あけましておめでとうございます!

あけましておめでとうございます!
ベルリンでの新年は、除夜の鐘で迎える静かな日本とは真反対の、爆竹の嵐。
外は戦場と化す。
でもこの爆竹が、やってみると面白い。もう10年近く前だけど友達と爆竹に参加してみた。手元の花火に火をつけては、道に投げる。
周りのひとたちも負けじと投げ返す。これを体験した人の中では、“怖い”派と“やめられない”派に分かれるらしい。私は、“やめられない”派だった。笑
今年は、どんな年になるかな。やりたいことがたくさんある。ひとつひとつこなしていけたらいいな。

~意味のある練習に向けて~  ―<だめ>を試す―

こんなに、時間をとってもいいのですか?
これは、硬すぎませんか?
これだと小さすぎるのでは・・・
これ、音色変わってますか?
こういうことを最近よく耳にする。硬い音、大きすぎる音・・これらを恐れることからだんだんと、演奏が小さくなってしまうケースは多い。
“だめ”なことを恐れるがゆえ、無難になる・・・これは一番避けてほしい演奏の一つ。
こんなケースに私が言うこと:
<だめ>なことを試してみればいいじゃん!
固すぎる音を避ける前に、”硬い”音を出してみる。そこから、硬くならない限界ぎりぎりのところまで戻ってこればいい。小さすぎるピアニッシモ。小さすぎる音を出してみない限り、その限界はわからない。
スフォルツァアンドやアクセントが自然かどうか。
―もし、ここにスフォルツァンドなどがなかったとしたら、どうやって弾くか。
1度 ゛なし゛で弾いてみれば、意外と簡単に見つかるんじゃないかな。
少し難しいことになるが、和声が意外な展開をする場合。当然そこで色を変化をさせたい。
その場合にも、まず和声が変化しなかった場合の、普通の和声進行で弾いてみる。
たとえば、 ドミソ→ソシレ→ミ♭ラ♭ド という和音進行があったとしたら、
ミ♭ラ♭ドで突然ハ長調ではなくなりますよね。そこで色を変えたい。
まずは、これが”普通“だったら、どうなるかを弾いてみる。つまり ドミソ→ソシレ→ミソド。そしたらおのずと、どういう色をミ♭ラ♭ドに付けたいか、すこしは見えてくるのではないだろうか。

## 提供記録
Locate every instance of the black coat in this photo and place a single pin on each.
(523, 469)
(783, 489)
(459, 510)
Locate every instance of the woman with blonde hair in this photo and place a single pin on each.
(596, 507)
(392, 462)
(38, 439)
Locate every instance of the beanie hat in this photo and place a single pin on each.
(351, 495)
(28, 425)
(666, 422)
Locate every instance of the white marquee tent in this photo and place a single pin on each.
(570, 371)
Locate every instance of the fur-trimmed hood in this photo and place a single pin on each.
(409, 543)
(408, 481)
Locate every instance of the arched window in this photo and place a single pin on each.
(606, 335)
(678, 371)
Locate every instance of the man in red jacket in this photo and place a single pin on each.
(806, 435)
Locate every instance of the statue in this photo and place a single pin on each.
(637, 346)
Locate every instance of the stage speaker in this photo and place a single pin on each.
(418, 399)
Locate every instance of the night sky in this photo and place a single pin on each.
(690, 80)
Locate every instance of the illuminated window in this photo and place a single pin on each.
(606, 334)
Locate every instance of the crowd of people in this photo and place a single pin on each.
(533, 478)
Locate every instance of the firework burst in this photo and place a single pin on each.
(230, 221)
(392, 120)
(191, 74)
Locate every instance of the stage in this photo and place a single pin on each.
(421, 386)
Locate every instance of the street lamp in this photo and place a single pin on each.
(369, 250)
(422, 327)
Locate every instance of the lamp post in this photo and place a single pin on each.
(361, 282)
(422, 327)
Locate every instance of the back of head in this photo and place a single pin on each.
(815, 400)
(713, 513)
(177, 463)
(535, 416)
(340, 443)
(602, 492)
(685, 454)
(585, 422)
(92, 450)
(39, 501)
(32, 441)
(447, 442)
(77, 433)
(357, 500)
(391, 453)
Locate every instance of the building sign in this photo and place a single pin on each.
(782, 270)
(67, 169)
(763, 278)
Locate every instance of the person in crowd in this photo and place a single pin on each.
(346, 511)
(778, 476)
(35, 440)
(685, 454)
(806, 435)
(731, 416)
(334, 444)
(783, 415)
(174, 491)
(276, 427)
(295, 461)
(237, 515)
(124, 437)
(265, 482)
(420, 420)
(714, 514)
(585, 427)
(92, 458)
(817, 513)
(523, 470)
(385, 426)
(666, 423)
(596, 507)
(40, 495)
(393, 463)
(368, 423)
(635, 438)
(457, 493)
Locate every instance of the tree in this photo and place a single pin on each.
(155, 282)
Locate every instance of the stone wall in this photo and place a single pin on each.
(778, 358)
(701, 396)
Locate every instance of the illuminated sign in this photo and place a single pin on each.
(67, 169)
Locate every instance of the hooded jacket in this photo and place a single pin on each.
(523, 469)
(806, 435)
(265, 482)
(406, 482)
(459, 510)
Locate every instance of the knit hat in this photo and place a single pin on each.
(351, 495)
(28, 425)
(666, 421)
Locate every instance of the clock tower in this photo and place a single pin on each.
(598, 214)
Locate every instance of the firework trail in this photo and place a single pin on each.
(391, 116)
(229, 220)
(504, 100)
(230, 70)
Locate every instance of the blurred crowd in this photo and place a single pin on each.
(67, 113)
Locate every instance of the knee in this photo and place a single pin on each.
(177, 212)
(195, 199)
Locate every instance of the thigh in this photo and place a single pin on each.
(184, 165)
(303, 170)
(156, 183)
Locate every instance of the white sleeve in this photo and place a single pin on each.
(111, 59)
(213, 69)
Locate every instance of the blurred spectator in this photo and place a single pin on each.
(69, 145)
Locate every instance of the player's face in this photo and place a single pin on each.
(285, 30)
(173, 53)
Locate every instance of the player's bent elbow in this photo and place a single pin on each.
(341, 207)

## 練習課題
(a) 新年と練習についての文章をもとに、次の問いに答えること。
(i) 爆竹を体験した筆者は、どちらの派だったか。
(ii) 「固すぎる音を避ける前に」まず何をしてみるとよいとされているか。
(iii) 「ドミソ→ソシレ→ミ♭ラ♭ド」の例で、これが"普通"だった場合の和音進行はどうなるか。
(b) 新年と練習についての文章の最後の文を受けて、その続きを書き継ぐこと。
記録はここでは使わない。

## 解答例
(a)
(i) “やめられない”派
(ii) ”硬い”音を出してみる。
(iii) ドミソ→ソシレ→ミソド

(b)
<だめ>を試す。それがないと、知らず知らずのうちに演奏が
“安全圏”に収まってしまう。あるいは、“先生”に判断してもらわない限り、
自然なのかどうか、硬いのかどうか、判断がきかなくなってしまう。
<だめ>を試すことで、自分の演奏できる“空間”が、思っていたよりもずっと広く感じられるのではないかな。知らないうちに、”安全”という窮屈な思いをしていないかな。
音楽が持つ空間は、魚が泳げる海の範囲のようなもの。自由に泳げるように空間を大きく大きく絶えず保っていてほしい。水槽の中は、守られているかもしれないけれど・・・。

~意味のある練習に向けて~  ―カギは一つ前の音―

この12月から、MessageFromBerlinと題して、日本でプライベートレッスンを開始させていただいた。レッスンでは私の方がたくさんのことを生徒さんから学ばせてもらえて、非常に楽しみにしている。
これにあわせて、ブログ上でも私の日ごろの模索から気がついたことを、書いてみようかなと思いついた。勉強の過程での“思いつき”だから、また10年後には違うことを書いているかもしれない。でも、ま、それもいいかなと・・・。
というわけで、今回のテーマは、“鍵は一つ前の音”。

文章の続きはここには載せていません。